ОТРЫВОК ТЕКСТА:
За последние четыре года (мы проводим замеры дважды в год по всей стране) количество близких доверительных контактов — так называемых сильных связей — у людей выросло с пяти до семи. Количество поверхностных социальных контактов (слабых связей) — с 25 до 35. Cети доверия растут. Но не столько потому что мы становимся «более социальными», сколько из-за падения доверия формальным институтам, обнаружившим свою неэффективность. К примеру, две трети россиян нашли нынешнюю работу по знакомству. В Москве — три четверти. Рост межличностного доверия напрямую связан с падением уровня доверия институтам.

Говорит ли рост межличностного доверия о возможности формирования в России гражданского общества?

Я бы не стал делать политизированных выводов. Как показывает «Евробарометр», люди с большим количеством связей выбирают для себя более активные экономические стратегии и интенсивнее включаются в работу разного рода общественных организаций. Но в то же время они чаще предпочитают дать взятку, «решить вопрос», обойти систему и т. д. Нет прямой зависимости между уплотнением социальных связей и солидаризацией, с одной стороны, и демократией, гражданским обществом, ростом политического самосознания — с другой. Позднесоветский блат — такой же пример расширения сетей доверия, как и гражданское общество.

На что действительно влияет количество социальных контактов и интенсивность общения, по крайней мере в России, так это на уровень субъективного благополучия. Более «социальные» люди заметно более счастливы. Экономистам известен «парадокс Истерлина»: доход не связан напрямую с уровнем ­субъективного ­благополучия. Богатея, вы не становитесь счастливее. Истерлин, однако, показывал (на американской выборке), что с субъективным благополучием напрямую связаны образование и семейный статус. Дважды в год мы убеждаемся, что в России все наоборот: более образованные люди, как и состоящие в браке, — более несчастны. Но те, у кого широкая сеть социальных контактов, счастливее остальных.

А что еще влияет на уровень субъективного благополучия — если говорить о городах?

Во-первых, безопасность: именно в городах происходит большинство событий, угрожающих вашей жизни и имуществу. Чувство безопасности связано с обобщенным, а не межличностным доверием — и в Москве, и других крупных городах его уровень заметно ниже.

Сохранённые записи
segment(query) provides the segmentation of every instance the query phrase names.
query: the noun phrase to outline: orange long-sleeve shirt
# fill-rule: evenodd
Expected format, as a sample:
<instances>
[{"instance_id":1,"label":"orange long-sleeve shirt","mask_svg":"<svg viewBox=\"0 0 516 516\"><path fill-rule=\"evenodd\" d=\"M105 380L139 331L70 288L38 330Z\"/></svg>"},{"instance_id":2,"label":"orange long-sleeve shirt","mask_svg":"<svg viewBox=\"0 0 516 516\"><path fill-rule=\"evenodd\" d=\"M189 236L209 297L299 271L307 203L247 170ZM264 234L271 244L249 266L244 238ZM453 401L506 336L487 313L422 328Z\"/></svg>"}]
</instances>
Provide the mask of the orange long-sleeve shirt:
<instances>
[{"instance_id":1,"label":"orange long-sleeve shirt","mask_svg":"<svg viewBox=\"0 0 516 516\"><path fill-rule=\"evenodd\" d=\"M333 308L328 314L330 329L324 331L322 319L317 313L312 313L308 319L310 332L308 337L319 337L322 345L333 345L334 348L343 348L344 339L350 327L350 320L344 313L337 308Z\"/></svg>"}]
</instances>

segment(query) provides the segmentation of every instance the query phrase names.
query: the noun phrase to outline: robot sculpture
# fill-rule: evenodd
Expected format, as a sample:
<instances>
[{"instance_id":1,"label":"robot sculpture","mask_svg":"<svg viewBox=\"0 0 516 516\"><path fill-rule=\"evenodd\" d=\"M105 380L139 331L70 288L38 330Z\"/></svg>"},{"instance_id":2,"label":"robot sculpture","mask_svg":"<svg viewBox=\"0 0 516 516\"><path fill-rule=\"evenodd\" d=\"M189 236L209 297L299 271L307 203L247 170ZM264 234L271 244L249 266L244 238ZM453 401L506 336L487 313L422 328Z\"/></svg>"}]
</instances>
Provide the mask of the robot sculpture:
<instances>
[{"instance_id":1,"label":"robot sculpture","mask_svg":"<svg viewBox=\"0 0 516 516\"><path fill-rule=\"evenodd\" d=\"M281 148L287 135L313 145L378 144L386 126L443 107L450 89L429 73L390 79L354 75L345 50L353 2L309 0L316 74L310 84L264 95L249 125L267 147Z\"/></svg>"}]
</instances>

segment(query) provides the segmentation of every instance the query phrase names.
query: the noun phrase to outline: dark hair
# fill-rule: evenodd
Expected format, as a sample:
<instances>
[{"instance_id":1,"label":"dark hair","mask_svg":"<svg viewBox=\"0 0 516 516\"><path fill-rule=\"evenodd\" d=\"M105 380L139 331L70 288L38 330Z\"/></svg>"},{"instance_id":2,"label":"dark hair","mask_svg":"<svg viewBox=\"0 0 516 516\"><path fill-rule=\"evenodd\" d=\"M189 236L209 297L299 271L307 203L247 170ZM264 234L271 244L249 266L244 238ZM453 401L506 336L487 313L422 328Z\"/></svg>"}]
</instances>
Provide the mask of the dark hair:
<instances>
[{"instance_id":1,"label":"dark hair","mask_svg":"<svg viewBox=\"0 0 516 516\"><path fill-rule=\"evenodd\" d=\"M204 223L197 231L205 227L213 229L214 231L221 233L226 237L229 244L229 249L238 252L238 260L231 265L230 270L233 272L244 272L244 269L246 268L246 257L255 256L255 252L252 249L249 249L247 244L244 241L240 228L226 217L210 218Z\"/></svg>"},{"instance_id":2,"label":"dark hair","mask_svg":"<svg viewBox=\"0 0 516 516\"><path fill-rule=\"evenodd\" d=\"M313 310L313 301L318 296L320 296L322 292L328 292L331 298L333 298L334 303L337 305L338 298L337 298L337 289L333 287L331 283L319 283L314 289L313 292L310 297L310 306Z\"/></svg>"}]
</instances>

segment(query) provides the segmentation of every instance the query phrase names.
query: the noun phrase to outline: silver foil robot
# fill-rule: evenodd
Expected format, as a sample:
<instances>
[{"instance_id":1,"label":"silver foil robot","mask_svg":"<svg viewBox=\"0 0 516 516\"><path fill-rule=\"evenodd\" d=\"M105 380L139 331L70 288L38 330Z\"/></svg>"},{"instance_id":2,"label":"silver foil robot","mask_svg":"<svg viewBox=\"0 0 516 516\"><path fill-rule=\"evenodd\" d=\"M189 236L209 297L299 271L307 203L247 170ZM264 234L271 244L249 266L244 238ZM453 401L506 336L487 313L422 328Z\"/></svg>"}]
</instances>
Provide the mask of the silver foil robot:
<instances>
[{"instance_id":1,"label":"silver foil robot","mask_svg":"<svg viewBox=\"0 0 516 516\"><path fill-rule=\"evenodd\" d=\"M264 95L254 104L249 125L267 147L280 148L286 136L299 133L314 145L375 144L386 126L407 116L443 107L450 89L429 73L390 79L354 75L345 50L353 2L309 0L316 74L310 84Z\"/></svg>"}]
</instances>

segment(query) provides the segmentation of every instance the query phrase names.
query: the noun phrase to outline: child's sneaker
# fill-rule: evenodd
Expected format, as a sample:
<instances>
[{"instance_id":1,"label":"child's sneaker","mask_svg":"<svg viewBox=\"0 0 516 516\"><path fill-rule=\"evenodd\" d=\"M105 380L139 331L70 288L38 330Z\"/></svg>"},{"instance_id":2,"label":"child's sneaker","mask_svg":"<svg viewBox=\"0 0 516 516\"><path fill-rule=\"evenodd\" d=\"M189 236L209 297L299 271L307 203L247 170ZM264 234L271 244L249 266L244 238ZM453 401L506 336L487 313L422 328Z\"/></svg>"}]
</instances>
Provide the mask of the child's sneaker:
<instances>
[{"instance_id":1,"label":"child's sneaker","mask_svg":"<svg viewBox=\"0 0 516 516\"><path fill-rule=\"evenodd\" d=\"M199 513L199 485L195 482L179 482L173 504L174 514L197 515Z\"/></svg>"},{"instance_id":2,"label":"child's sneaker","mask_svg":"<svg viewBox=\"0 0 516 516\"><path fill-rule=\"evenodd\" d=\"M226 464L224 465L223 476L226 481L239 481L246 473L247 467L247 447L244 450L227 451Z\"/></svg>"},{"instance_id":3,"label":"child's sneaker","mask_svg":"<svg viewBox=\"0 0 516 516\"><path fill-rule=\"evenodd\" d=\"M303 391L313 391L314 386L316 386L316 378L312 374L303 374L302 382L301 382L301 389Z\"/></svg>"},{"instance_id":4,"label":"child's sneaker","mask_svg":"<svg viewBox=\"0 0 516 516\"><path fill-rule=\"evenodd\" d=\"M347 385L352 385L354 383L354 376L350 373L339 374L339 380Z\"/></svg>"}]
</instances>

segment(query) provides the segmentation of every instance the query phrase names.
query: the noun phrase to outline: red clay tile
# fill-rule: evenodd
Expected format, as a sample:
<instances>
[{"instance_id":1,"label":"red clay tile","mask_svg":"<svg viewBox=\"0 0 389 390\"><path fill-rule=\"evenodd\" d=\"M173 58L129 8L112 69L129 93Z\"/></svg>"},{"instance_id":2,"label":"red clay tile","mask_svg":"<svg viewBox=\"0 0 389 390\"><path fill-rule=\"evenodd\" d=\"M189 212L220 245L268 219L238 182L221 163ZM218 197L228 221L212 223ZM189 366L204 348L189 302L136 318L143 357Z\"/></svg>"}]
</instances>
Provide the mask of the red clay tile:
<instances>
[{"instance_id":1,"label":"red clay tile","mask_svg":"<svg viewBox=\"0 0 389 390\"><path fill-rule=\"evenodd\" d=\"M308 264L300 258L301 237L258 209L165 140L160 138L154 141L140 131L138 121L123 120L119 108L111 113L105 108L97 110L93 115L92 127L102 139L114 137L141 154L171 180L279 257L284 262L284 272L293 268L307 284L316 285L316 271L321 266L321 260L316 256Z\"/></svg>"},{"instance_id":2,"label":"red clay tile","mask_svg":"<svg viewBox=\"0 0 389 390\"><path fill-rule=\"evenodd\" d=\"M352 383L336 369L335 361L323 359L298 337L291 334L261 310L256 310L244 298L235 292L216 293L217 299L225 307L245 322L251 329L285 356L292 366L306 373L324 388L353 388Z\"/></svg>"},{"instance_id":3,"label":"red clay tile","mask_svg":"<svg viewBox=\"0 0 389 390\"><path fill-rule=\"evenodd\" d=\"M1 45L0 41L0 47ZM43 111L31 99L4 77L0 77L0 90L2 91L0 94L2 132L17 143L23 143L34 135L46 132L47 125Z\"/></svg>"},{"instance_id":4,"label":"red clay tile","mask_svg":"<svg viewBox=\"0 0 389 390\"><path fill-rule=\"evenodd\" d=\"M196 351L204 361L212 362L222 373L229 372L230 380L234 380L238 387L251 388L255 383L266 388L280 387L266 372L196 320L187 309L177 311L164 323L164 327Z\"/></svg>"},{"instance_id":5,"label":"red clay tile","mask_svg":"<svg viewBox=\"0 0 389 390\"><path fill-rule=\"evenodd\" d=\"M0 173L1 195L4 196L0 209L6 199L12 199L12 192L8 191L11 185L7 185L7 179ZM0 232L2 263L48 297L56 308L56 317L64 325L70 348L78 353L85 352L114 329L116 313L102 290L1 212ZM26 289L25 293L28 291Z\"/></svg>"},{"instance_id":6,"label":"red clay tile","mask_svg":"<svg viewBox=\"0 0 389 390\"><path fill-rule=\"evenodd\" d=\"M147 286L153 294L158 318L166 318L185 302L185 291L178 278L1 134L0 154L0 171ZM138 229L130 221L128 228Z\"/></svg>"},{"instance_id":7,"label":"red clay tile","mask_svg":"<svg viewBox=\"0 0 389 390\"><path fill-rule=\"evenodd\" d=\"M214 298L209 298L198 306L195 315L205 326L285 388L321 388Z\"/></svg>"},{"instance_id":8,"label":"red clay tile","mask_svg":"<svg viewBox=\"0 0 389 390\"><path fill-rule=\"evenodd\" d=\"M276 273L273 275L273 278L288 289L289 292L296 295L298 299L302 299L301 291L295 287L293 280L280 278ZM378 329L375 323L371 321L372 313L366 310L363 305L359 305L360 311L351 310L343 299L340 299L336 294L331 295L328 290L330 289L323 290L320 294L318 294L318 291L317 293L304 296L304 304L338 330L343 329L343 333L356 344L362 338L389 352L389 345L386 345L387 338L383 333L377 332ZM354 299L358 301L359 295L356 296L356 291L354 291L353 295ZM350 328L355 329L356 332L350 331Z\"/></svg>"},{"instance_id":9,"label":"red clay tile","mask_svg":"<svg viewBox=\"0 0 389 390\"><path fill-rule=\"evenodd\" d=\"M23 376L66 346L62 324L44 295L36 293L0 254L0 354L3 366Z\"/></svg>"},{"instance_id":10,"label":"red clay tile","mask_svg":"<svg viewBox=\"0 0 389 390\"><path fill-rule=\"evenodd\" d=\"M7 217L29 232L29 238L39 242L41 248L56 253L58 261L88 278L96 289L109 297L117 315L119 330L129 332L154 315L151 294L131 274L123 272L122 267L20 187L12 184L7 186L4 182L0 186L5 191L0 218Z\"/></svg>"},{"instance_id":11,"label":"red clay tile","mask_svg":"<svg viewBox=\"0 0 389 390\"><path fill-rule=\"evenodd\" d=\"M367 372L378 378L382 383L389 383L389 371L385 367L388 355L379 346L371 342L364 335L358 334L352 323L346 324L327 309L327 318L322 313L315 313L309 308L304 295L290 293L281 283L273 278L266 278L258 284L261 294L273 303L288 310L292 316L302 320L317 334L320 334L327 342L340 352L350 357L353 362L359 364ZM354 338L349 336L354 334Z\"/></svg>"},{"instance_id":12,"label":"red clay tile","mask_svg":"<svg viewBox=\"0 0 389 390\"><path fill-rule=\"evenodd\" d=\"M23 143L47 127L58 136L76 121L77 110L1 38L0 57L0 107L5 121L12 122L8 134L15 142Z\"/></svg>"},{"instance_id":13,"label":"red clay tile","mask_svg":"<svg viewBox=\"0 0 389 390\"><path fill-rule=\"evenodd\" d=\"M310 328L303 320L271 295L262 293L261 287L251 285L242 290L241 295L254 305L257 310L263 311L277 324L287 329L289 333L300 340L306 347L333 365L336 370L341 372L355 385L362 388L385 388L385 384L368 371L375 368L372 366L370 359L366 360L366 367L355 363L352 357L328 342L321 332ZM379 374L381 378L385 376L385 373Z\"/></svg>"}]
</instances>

ЗАДАЧИ ДЛЯ РЕШЕНИЯ:
1. Верните без изменений часть отрывка о доверии и социальных связях. Она начинается со слов «На что действительно» и заканчивается словами «контактов, счастливее остальных.».
2. Продолжите отрывок о доверии и социальных связях, начав сразу после его последнего предложения.

ОТВЕТЫ К ЗАДАНИЯМ:
1.
На что действительно влияет количество социальных контактов и интенсивность общения, по крайней мере в России, так это на уровень субъективного благополучия. Более «социальные» люди заметно более счастливы. Экономистам известен «парадокс Истерлина»: доход не связан напрямую с уровнем ­субъективного ­благополучия. Богатея, вы не становитесь счастливее. Истерлин, однако, показывал (на американской выборке), что с субъективным благополучием напрямую связаны образование и семейный статус. Дважды в год мы убеждаемся, что в России все наоборот: более образованные люди, как и состоящие в браке, — более несчастны. Но те, у кого широкая сеть социальных контактов, счастливее остальных.

2.
Во-вторых — ощущение потери времени. Недавно мы изучали, сколько времени горожанам требуется, чтобы довести ребенка до школы, доехать до работы или дойти до магазина, анализировали, могут ли они купить все необходимое в одном месте или им нужно обойти несколько «точек», а то и ехать за покупками на машине или автобусе. Затем мы спрашивали, сколько времени, по их мнению, они тратят впустую, и сопоставляли полученные данные с информацией о количестве людей, мечтающих уехать из своего города. Обнаружилась прямая зависимость. Единственное исключение — Краснодарский край: там один из самых низких уровней развития инфраструктуры и довольно слабо выраженное желание свалить.

Чувство потерянного времени, состояние безвременья — любопытный городской феномен. С одной стороны, он связан с конкретными показателями, вроде уровня развития инфраструктуры, транспортной доступности и т. п. С другой — в нем проявляется та самая проблематика экзистенциального измерения городской жизни, о котором мы говорили выше. Те, кто понимает, зачем находится в этом городе, готовы сидеть по 10 часов в офисе и по три часа стоять в пробках. Тем, кто не может ответить себе на вопросы «что я здесь делаю?», «зачем я здесь?», «что будет дальше?», даже двадцатиминутная поездка на метро кажется невыносимо долгой.

Собственно, рост социальных связей, расширение сетей межличностного доверия при тотальном падении доверия институтам, ощущение безвременья и утрата экзистенциального измерения городской жизни — это как раз те тенденции, которые и становятся сегодня предпосылками развития левого урбанизма.